### Aim of the task
Every line in the data must be transcribed exactly.

=== Begin Enclosure ===

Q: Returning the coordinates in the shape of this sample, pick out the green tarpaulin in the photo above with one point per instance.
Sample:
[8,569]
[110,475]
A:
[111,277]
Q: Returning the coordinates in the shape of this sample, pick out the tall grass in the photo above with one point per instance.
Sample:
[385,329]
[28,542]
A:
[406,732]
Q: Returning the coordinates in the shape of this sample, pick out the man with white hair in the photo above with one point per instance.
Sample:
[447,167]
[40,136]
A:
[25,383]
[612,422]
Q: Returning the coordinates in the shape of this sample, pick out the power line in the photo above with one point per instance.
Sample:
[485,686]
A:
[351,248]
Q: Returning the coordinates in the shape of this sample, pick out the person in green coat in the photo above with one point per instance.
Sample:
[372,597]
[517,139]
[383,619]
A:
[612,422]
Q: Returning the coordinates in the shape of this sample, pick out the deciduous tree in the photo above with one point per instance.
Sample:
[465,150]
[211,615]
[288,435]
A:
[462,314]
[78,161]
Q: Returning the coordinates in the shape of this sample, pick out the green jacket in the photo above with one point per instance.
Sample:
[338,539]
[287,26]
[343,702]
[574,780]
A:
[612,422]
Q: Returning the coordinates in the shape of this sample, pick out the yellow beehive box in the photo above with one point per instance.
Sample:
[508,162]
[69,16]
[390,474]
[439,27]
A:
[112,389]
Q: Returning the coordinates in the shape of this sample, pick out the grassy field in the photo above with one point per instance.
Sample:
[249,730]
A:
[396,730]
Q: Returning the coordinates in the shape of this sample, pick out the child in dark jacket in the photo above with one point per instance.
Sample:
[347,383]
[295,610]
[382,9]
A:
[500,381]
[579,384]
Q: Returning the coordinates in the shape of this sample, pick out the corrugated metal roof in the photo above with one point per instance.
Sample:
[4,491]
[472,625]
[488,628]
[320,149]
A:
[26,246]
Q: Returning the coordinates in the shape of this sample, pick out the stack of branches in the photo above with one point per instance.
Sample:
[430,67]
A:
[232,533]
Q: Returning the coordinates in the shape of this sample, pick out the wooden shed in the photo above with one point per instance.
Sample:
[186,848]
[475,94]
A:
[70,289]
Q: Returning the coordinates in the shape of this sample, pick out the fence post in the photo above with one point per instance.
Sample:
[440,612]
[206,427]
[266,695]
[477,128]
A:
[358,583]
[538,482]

=== End Enclosure ===

### Written solution
Q: Returning the coordinates in the shape of this sample, pick out the green tarpaulin in the photo above with one point per instance.
Sample:
[8,569]
[110,475]
A:
[111,277]
Q: Returning the coordinates in the shape of this sample, pick out the tall grass in the photo above with one point per instance.
Sample:
[385,329]
[28,542]
A:
[406,732]
Q: Returning the coordinates in the shape of this sample, pick out the man with white hair in the photo above with one point per instance.
Sample:
[447,167]
[40,136]
A:
[25,383]
[612,422]
Q: Returning the coordinates in the shape of this sample, pick out the power line in the photo above with one point per instance.
Sample:
[485,686]
A:
[351,248]
Q: Returning the coordinates in the shape of this sample, pick out the person in green coat in the photo above with one point per instance.
Sample:
[372,597]
[517,139]
[383,619]
A:
[612,422]
Q: Returning the coordinates in the shape of this sample, pick out the deciduous tree in the photo above with one point per instance.
Sample:
[465,150]
[211,615]
[288,435]
A:
[462,314]
[78,161]
Q: Returning the coordinates in the shape of this sample, pick out the green jacket in the photo above with one point per instance.
Sample:
[338,539]
[287,26]
[343,702]
[574,780]
A:
[612,422]
Q: Returning the coordinates in the shape of this sample, pick out the yellow beehive box in the photo above with one point per instance.
Sample:
[508,162]
[69,16]
[390,474]
[439,27]
A:
[112,389]
Q: Returning the coordinates in the shape of this sample, pick out the grassy field in the photo above with one point per instance.
Sample:
[249,730]
A:
[396,730]
Q: Returning the coordinates in the shape of this sample, pick out the child in dark jacket in the photo above with one point per instance.
Sample:
[347,383]
[295,610]
[382,9]
A:
[500,381]
[579,384]
Q: Returning the coordinates in the shape of this sample, pick out the corrugated metal roof in the photo above with one point per instance.
Sample:
[4,491]
[472,625]
[488,628]
[320,149]
A:
[26,246]
Q: Returning the coordinates in the shape of this sample, pick out the stack of branches in the photo above with one point per instance.
Sample:
[430,67]
A:
[232,533]
Q: Returning the coordinates in the shape of this sample, pick out the wooden shed in the photo above with one point per instance.
Sample:
[186,848]
[475,94]
A:
[70,289]
Q: Returning the coordinates in the shape of this sample, pick out the fence post in the photo above with one point per instance.
Sample:
[440,612]
[206,427]
[266,695]
[477,128]
A:
[358,583]
[538,482]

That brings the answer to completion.